| Фрагмент текста |
┏━━

Обоснованные и корректные образные истолкования произведения, различные его правомерные интерпретации не могут не опираться на решение этой задачи — полное или частичное, осознанное или интуитивное. Довольно распространенная ошибка состоит здесь в том, что в произведении с темой второго рода истолкователь предполагает тему первого рода и ищет ее точное и однозначное выражение в одних лишь терминах действительности (или общеэстетических). А оно, по существу, в подобных случаях невозможно. Правда, как уже говорилось, тема второго рода тоже нередко допускает различные формулировки, но они оказываются в конечном счете синонимичными (вспомним две приведенные выше формулировки замысла бетховенских вариаций). Интерпретация же содержания пьесы вне профессиональных понятий, наоборот, допускает (если в произведении нет темы первого рода) множество несинонимичных вариантов, ни один из которых не является обязательным и которые имеют лишь некоторое общее ядро, определяемое структурой пьесы.
Впрочем, нередко такое множество вариантов интерпретации возможно и тогда, когда жизненное содержание произведения, его тема первого рода, непосредственно ощущается и даже получило определенную формулировку в виде авторской программы или пояснения. Эти варианты обычно являются истолкованиями сочинения в разных аспектах или плоскостях, его прочтениями, как иногда говорят, с помощью различных кодов. Важно лишь, что граница правомерных истолкований определяется семантикой средств музыкального языка (их выразительными возможностями) и внутренними структурными соотношениями произведения.

┗━━

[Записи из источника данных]
┏━━

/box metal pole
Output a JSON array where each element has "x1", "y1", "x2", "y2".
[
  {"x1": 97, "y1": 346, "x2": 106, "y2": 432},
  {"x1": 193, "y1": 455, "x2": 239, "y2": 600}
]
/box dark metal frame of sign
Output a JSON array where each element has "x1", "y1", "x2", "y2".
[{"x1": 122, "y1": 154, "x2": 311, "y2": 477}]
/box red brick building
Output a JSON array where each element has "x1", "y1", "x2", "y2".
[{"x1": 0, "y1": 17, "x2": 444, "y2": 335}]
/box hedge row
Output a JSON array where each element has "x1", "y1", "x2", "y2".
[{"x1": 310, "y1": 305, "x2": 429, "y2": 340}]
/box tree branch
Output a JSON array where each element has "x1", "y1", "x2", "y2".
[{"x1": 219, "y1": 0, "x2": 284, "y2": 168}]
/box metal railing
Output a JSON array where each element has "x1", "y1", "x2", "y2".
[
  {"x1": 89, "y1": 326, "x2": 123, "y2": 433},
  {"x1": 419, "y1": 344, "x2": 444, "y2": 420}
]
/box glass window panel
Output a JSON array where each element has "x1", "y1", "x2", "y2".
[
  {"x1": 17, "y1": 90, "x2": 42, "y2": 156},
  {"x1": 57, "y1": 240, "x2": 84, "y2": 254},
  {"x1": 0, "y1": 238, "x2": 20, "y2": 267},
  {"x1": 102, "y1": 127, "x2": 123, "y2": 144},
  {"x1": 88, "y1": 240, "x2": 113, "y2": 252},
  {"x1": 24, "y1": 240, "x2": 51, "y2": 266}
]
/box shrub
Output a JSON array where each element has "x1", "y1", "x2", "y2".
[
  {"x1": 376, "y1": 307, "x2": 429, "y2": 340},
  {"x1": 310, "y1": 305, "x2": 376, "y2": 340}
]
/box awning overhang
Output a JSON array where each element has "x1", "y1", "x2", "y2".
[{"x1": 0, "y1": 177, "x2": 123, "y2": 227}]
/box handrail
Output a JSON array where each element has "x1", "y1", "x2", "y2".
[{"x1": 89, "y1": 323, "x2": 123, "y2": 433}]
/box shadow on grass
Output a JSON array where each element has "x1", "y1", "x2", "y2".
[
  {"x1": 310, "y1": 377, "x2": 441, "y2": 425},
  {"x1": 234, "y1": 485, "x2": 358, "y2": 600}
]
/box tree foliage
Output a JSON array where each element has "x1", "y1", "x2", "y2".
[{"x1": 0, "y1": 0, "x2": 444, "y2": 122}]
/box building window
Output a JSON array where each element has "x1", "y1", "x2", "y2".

┗━━

| Поставленная задача |
Продолжите текст о правомерных истолкованиях музыкального произведения, начав сразу после его последнего предложения.

| Ответ |
Обратимся в качестве примера к Четвертой сонате Скрябина, содержание которой как будто не вызывало разноречивых толкований. Концепцию сонаты вполне естественно понять как трансформацию лирического томления в экстатическое ликование (через устремленную полетность). Открытие на уровне концепции состоит — при таком понимании — в художественном доказательстве родства и возможности взаимных переходов этих, казалось бы, неблизких эмоциональных состояний (образы томления и экстаза представлены в сонате одной и той же музыкальной темой), или, иначе говоря, в демонстрации того, что томление как бы таит в себе энергию устремления к экстазу.
Само собой разумеется, что это открытие принадлежит не только данному произведению, но и стилю Скрябина среднего периода творчества в целом. Однако в Четвертой сонате соответствующая концепция впервые экспонирована и, кроме того, представлена в скульптурно ясном, почти неосложненном виде.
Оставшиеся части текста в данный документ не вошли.